Return every line of the lines below that contains the word "dough".
+---+
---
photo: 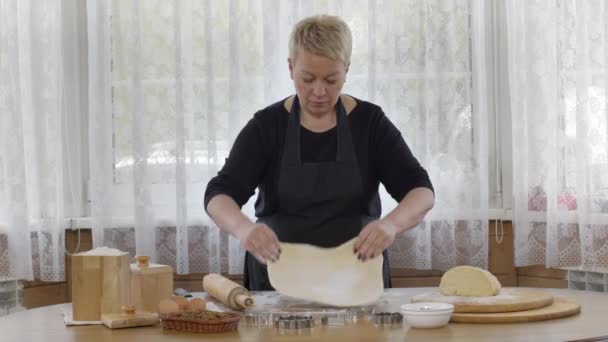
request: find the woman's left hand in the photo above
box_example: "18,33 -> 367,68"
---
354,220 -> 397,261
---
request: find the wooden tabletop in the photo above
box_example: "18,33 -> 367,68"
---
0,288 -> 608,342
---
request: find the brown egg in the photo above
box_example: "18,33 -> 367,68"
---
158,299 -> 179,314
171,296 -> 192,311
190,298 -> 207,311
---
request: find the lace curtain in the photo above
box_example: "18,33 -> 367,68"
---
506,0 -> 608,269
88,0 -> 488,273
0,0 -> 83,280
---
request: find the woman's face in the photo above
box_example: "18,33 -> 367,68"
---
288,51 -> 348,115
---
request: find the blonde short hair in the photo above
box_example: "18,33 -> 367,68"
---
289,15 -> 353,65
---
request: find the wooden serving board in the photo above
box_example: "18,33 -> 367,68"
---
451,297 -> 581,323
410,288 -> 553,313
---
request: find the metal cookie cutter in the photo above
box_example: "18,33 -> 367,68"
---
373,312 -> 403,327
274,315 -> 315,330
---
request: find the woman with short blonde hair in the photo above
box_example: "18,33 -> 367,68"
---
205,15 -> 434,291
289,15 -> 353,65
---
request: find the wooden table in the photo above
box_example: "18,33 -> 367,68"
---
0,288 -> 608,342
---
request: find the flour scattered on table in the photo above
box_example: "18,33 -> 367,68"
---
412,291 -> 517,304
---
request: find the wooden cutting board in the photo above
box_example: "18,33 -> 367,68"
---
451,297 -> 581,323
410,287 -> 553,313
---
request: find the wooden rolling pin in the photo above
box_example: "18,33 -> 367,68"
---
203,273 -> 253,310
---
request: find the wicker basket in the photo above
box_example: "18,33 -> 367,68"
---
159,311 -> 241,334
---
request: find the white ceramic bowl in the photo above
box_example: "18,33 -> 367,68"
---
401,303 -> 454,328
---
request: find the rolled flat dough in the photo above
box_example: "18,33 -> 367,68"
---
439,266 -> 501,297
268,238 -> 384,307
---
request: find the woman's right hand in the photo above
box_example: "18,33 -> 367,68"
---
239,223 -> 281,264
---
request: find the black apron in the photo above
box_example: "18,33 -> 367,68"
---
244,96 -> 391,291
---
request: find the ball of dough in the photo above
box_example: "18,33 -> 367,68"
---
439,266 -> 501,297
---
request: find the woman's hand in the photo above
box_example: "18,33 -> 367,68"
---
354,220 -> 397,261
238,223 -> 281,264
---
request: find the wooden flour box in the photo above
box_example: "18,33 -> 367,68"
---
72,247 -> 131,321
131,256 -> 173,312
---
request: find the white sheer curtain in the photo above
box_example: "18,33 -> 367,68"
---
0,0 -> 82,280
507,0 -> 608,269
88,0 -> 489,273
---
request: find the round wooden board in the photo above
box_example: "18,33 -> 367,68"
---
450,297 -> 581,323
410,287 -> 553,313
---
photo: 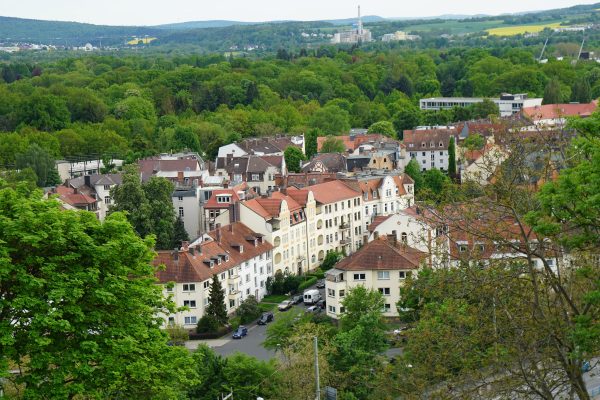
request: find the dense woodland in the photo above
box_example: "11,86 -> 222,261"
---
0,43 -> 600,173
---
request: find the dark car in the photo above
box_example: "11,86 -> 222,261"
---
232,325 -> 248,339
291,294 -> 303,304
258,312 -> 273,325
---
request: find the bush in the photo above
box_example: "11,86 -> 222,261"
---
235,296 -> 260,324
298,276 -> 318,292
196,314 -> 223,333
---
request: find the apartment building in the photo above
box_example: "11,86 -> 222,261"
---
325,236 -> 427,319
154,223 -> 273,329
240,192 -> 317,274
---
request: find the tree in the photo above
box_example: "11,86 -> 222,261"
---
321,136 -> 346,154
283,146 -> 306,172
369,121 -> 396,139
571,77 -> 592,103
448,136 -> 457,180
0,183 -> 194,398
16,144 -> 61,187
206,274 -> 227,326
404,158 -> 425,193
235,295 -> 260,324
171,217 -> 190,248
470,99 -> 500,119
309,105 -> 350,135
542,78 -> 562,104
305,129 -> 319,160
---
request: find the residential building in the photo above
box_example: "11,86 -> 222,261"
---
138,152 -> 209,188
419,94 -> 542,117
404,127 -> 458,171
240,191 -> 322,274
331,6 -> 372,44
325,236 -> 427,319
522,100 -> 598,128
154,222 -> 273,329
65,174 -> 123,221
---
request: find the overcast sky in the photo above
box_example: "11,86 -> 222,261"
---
+---+
TASK OUTPUT:
request: find the rolled flat dough in the photo above
request: find the ball of dough in the photo above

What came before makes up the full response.